▸ **A run of records**:
________

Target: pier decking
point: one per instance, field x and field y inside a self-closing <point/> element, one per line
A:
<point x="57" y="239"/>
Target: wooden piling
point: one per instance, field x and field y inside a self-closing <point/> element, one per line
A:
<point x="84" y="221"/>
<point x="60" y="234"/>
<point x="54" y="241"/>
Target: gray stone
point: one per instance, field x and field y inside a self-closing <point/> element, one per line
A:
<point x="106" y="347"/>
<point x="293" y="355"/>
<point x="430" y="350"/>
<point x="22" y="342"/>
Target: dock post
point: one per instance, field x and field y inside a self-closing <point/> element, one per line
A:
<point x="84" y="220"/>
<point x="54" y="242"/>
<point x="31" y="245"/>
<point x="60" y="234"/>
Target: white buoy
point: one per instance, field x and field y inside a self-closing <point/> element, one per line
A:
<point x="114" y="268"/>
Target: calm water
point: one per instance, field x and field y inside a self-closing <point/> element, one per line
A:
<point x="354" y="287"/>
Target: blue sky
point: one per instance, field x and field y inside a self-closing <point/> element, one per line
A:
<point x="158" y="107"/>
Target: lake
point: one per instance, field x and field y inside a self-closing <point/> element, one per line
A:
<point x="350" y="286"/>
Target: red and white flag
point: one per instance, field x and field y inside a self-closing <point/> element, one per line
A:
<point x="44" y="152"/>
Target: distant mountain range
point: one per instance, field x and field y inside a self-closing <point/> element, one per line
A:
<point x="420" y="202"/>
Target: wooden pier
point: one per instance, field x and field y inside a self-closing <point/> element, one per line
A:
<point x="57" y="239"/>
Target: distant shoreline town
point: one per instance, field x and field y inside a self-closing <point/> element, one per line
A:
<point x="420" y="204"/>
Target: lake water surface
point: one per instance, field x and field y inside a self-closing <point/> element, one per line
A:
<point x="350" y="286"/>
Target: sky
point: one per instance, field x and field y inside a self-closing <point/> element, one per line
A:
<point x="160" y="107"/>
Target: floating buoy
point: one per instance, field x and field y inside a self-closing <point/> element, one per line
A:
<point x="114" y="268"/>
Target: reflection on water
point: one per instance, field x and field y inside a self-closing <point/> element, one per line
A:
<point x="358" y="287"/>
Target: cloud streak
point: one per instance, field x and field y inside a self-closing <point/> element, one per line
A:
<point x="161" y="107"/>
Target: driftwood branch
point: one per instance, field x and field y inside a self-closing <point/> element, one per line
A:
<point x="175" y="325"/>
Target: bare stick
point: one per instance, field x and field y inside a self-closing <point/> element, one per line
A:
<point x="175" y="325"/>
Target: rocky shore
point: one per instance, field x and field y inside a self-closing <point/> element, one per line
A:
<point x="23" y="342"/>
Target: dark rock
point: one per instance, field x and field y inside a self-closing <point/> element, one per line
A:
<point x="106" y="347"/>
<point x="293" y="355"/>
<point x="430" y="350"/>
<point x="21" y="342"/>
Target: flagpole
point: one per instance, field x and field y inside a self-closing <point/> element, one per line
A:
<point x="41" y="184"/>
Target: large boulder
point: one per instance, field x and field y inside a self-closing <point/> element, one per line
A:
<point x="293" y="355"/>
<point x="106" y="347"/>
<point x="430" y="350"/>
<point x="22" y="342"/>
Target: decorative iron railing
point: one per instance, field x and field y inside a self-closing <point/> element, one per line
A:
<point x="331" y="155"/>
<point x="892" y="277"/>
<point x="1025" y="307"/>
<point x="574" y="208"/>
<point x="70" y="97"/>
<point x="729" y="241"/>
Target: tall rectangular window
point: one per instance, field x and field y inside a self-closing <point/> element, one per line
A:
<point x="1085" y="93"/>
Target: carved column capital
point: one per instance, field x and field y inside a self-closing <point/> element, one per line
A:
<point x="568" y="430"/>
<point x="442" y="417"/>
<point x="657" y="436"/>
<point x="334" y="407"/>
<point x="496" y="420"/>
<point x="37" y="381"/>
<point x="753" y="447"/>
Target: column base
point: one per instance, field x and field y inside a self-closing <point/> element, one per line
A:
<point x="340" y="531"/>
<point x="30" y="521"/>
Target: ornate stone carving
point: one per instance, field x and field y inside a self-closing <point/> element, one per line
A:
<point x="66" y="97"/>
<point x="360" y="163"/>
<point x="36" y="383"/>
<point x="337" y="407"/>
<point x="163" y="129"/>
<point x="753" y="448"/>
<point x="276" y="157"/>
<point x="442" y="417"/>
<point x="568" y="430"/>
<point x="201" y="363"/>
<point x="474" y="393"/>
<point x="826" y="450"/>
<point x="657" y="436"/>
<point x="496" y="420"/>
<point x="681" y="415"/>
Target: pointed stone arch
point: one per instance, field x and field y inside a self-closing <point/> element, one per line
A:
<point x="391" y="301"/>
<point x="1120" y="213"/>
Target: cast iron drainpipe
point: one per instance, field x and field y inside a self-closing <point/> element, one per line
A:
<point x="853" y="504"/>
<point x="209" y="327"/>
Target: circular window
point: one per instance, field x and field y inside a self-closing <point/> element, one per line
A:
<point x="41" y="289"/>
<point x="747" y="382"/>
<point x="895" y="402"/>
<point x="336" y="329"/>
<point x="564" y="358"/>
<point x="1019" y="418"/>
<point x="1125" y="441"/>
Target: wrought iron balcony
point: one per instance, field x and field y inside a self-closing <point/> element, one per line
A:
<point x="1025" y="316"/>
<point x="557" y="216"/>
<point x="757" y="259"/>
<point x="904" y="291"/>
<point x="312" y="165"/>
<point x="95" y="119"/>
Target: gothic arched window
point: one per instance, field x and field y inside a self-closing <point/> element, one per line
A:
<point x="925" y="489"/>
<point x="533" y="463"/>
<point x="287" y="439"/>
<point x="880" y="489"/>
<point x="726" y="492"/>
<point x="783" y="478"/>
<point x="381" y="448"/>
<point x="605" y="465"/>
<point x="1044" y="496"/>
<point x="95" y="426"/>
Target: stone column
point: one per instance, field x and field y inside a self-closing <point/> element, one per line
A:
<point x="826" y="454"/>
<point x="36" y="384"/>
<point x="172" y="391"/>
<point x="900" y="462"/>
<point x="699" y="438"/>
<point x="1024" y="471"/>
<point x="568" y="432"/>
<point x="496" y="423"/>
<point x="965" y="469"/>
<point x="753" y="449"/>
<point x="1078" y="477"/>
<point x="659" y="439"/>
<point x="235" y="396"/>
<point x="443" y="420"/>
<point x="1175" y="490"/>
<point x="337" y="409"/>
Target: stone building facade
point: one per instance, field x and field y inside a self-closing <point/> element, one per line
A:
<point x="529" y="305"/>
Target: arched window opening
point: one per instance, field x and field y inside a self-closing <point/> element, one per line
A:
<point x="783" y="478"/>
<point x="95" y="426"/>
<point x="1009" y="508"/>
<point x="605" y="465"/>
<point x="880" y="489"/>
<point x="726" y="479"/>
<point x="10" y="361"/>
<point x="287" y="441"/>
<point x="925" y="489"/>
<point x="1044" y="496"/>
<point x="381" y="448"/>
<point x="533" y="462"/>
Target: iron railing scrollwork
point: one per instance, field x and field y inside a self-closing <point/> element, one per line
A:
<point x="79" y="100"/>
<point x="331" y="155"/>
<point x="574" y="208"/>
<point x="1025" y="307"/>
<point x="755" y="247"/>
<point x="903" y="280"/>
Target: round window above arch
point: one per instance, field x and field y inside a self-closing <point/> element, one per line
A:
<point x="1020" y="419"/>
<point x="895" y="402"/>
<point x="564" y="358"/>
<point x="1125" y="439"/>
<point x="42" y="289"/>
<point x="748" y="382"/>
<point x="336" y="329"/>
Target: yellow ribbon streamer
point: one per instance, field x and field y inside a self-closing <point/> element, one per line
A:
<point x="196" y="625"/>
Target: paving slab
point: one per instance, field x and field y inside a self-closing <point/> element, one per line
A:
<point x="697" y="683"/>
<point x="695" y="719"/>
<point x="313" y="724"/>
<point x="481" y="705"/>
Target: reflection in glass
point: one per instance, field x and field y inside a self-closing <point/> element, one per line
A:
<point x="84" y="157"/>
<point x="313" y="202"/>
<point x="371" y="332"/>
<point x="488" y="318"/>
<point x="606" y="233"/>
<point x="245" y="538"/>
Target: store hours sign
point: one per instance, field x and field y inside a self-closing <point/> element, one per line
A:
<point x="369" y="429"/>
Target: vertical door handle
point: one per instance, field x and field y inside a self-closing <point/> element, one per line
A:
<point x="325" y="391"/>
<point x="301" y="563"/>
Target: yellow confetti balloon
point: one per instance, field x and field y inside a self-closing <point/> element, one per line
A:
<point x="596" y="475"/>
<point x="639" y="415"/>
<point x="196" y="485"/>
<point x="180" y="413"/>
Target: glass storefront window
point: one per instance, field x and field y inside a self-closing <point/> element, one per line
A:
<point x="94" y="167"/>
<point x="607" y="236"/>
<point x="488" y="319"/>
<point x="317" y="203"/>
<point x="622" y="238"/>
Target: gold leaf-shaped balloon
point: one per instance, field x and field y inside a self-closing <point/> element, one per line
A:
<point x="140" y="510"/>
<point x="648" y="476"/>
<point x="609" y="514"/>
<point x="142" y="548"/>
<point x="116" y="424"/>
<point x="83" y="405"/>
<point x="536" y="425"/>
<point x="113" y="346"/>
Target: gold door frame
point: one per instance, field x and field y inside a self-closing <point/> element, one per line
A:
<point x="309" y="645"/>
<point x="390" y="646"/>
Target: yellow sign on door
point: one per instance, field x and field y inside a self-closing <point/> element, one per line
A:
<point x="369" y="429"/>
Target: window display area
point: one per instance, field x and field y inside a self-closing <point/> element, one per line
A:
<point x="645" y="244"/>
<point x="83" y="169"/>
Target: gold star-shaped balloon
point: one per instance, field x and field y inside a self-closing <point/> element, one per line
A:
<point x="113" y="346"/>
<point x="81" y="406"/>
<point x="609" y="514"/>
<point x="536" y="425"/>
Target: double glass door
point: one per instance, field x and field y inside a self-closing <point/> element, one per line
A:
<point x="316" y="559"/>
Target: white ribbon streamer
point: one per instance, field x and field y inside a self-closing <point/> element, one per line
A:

________

▸ **WORK INSTRUCTIONS**:
In the entries above, take the line containing "Target: gold door frame" and each later line through the last, and repeat them exactly. Output nothing else.

▸ **ANSWER TO THE TASK**:
Target: gold door frame
point: one per instance, field x and field y inside a self-closing <point/> element, one per line
A:
<point x="309" y="645"/>
<point x="390" y="646"/>
Target: yellow sign on door
point: one per instance, field x and field y inside a self-closing <point/> element, one per line
A:
<point x="369" y="429"/>
Target: window display area
point: one per instance, field x and field y inside a self-closing <point/> element, one per line
A:
<point x="645" y="244"/>
<point x="83" y="169"/>
Target: gold star-shaped balloon
point: one per instance, field x and field y inside a self-closing <point/> element, one per line
A:
<point x="113" y="346"/>
<point x="81" y="406"/>
<point x="609" y="514"/>
<point x="536" y="425"/>
Target: double glass door
point: one per instance, field x and field y inside a self-closing <point/> element, one per line
A:
<point x="316" y="559"/>
Target: white ribbon streamer
point: one per instance, field x and field y inside a self-closing <point/> element, one per line
A:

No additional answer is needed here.